Segment Start: Provided data

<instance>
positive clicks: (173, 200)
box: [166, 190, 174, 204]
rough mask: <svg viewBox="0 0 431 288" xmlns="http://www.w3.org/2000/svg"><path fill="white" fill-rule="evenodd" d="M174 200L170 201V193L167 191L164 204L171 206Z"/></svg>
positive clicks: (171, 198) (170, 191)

Segment End: Provided data

Count the lines of the entries above in which the string "clicks" appears. Supply the number only.

▸ Solution to this problem: 2